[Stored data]

+---+

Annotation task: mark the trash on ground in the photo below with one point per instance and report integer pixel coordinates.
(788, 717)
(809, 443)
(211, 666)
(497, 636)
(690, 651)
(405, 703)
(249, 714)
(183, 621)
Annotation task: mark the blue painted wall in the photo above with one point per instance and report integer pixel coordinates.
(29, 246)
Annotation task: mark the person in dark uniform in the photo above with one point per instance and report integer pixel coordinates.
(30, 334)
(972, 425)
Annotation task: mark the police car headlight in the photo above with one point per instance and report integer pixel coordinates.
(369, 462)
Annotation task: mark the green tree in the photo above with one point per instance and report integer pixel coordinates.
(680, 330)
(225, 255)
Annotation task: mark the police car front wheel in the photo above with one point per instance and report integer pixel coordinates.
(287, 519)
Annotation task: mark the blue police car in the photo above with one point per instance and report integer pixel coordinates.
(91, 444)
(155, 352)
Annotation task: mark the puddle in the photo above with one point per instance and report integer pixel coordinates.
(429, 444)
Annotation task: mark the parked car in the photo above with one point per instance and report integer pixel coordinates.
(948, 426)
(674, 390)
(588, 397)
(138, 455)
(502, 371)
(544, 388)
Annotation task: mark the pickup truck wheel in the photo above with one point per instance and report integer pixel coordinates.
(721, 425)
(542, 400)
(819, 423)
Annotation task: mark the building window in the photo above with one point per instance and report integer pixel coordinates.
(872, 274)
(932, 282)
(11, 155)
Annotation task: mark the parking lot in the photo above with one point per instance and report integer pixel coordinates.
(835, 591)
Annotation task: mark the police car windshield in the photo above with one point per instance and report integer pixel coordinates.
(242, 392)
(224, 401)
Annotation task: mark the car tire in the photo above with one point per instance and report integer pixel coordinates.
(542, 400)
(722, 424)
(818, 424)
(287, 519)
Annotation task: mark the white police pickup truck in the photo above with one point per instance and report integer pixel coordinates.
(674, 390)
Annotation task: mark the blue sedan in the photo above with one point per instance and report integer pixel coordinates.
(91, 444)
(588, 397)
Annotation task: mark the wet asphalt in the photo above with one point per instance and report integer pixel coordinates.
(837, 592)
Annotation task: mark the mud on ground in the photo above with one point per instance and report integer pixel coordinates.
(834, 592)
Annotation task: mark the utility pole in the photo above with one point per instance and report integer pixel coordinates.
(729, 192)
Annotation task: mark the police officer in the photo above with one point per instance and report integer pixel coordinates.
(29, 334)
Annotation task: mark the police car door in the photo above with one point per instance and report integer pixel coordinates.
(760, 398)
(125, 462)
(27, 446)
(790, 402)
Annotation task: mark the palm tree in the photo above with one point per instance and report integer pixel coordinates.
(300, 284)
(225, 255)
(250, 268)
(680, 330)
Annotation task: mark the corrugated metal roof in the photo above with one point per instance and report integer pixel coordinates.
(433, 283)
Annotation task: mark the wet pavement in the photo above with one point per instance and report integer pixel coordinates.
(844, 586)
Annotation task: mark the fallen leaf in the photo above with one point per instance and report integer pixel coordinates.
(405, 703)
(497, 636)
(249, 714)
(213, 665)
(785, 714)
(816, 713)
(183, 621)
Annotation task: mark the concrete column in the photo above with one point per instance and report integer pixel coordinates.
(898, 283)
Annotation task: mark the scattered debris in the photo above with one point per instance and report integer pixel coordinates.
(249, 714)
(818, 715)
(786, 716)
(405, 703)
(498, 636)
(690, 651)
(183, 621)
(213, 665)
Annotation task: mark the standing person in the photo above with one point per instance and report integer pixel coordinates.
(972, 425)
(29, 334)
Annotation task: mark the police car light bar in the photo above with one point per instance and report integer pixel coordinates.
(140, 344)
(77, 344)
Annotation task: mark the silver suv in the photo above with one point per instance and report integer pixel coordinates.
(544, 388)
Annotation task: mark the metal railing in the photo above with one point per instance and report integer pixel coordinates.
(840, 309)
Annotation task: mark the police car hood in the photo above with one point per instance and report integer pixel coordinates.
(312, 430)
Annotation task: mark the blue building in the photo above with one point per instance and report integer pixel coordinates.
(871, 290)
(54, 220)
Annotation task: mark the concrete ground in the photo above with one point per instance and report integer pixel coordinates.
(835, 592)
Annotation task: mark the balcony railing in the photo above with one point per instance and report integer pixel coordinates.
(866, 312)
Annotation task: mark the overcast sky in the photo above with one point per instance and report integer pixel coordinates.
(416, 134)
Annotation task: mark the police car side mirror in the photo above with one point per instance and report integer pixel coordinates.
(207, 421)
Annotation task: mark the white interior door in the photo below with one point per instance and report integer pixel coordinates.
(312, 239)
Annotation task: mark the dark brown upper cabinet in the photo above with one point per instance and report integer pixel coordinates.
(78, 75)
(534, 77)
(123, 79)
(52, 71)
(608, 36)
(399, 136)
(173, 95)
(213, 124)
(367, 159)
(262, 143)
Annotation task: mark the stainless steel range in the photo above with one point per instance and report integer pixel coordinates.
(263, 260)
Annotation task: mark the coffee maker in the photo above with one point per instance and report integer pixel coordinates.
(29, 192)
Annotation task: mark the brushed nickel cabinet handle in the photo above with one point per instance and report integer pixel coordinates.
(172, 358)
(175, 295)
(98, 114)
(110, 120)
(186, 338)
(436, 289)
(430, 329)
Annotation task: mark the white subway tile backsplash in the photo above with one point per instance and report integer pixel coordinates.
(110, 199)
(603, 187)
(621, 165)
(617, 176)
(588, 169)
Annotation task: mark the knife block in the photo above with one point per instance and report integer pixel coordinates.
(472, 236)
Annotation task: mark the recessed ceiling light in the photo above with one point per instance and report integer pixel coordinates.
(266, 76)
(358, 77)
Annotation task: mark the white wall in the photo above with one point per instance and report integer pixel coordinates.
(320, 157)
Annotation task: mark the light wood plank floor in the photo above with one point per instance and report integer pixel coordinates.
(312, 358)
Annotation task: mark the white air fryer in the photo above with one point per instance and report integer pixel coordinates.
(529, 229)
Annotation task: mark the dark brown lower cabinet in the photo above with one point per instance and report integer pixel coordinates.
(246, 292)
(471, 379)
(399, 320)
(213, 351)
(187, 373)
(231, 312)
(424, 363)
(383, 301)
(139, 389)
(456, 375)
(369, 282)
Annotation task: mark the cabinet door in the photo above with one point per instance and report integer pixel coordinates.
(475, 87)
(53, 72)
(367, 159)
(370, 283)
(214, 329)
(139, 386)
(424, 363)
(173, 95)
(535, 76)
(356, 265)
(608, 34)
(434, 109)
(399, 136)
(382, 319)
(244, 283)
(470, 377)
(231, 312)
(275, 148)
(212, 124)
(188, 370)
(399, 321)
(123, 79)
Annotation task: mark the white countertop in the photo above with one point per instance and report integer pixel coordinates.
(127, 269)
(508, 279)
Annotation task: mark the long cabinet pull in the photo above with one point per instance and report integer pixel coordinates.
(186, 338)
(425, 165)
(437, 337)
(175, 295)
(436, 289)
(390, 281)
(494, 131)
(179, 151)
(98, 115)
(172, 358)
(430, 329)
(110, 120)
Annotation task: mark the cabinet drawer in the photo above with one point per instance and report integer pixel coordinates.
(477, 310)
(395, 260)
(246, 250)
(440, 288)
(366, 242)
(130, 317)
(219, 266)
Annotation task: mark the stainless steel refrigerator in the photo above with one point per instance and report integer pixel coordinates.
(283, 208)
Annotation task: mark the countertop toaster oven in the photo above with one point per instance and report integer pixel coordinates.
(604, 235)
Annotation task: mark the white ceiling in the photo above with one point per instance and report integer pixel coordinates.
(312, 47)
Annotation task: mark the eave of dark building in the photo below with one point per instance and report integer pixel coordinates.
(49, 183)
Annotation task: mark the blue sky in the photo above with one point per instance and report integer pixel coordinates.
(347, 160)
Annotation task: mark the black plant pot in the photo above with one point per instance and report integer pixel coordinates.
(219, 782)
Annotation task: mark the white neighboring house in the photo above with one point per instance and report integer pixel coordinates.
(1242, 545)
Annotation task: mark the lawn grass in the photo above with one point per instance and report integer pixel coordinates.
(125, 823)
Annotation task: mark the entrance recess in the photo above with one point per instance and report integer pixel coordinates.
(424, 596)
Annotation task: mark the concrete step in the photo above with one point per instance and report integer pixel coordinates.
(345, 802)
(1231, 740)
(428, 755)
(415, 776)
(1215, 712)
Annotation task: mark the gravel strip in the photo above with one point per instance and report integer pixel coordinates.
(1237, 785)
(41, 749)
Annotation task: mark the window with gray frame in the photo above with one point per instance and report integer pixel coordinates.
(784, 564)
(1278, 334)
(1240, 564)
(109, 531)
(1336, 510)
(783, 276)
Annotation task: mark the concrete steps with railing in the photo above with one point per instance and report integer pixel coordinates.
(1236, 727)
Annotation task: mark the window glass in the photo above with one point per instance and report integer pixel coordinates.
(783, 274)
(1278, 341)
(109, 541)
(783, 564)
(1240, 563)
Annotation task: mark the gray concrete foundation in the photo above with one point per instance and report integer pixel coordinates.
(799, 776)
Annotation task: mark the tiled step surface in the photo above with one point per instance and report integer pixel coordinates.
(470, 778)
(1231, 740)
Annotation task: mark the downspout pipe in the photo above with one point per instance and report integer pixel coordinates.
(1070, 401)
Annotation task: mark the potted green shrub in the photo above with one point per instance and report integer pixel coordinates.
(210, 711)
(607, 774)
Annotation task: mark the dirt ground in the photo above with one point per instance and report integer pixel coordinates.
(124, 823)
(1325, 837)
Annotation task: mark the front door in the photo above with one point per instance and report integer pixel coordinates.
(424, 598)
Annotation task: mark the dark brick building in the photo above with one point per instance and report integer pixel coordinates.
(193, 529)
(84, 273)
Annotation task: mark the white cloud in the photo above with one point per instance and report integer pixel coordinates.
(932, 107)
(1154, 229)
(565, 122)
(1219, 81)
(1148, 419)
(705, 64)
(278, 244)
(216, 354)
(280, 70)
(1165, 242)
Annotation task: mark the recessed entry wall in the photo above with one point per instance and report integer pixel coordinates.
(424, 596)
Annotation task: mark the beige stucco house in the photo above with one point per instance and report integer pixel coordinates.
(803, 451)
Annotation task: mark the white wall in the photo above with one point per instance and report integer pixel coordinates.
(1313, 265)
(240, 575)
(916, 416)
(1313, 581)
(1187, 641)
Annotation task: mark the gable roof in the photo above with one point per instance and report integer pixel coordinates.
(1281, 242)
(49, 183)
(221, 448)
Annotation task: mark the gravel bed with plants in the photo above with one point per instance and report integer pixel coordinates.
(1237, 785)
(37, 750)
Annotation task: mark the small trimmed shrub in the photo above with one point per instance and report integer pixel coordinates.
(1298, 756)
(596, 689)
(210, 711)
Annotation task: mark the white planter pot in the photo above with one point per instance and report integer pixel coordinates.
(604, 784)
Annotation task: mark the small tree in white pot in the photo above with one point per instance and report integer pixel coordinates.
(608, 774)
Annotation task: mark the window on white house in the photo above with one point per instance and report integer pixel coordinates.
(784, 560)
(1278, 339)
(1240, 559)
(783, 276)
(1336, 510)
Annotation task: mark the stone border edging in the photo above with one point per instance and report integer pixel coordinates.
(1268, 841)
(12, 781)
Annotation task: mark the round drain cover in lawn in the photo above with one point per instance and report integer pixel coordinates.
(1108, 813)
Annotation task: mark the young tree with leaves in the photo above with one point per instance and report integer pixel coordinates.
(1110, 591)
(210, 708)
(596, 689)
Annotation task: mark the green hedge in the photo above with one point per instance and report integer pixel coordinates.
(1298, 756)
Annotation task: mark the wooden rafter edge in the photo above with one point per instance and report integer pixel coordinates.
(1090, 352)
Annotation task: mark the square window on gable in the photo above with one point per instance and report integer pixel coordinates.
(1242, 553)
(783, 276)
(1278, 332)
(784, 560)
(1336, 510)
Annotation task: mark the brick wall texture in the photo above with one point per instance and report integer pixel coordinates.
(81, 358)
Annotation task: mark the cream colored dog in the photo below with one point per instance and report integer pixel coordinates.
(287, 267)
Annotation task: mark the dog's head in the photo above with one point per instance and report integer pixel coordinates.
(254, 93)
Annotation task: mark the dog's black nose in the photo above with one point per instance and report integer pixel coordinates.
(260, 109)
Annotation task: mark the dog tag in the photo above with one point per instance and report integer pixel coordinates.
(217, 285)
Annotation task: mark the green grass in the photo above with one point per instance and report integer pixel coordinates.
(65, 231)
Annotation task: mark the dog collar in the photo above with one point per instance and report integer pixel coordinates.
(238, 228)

+---+

__EXERCISE REQUIREMENTS__: In the listing above, find the line containing "Annotation task: mark the dog's black", then reproduce it and each line after it through the end, exactly and with nothing added.

__FULL ANSWER__:
Annotation task: mark the dog's black nose in the photo above with one point per instance and report integer pixel coordinates.
(260, 109)
Annotation task: mark the dog tag in the photo above with one point per instance and report integer pixel coordinates.
(217, 285)
Annotation task: mark the green grass in the photo above with one point per instance and report integer pixel coordinates.
(65, 231)
Annotation task: mark the dog collar in the photo above with one point per instance and report integer pixel coordinates.
(238, 228)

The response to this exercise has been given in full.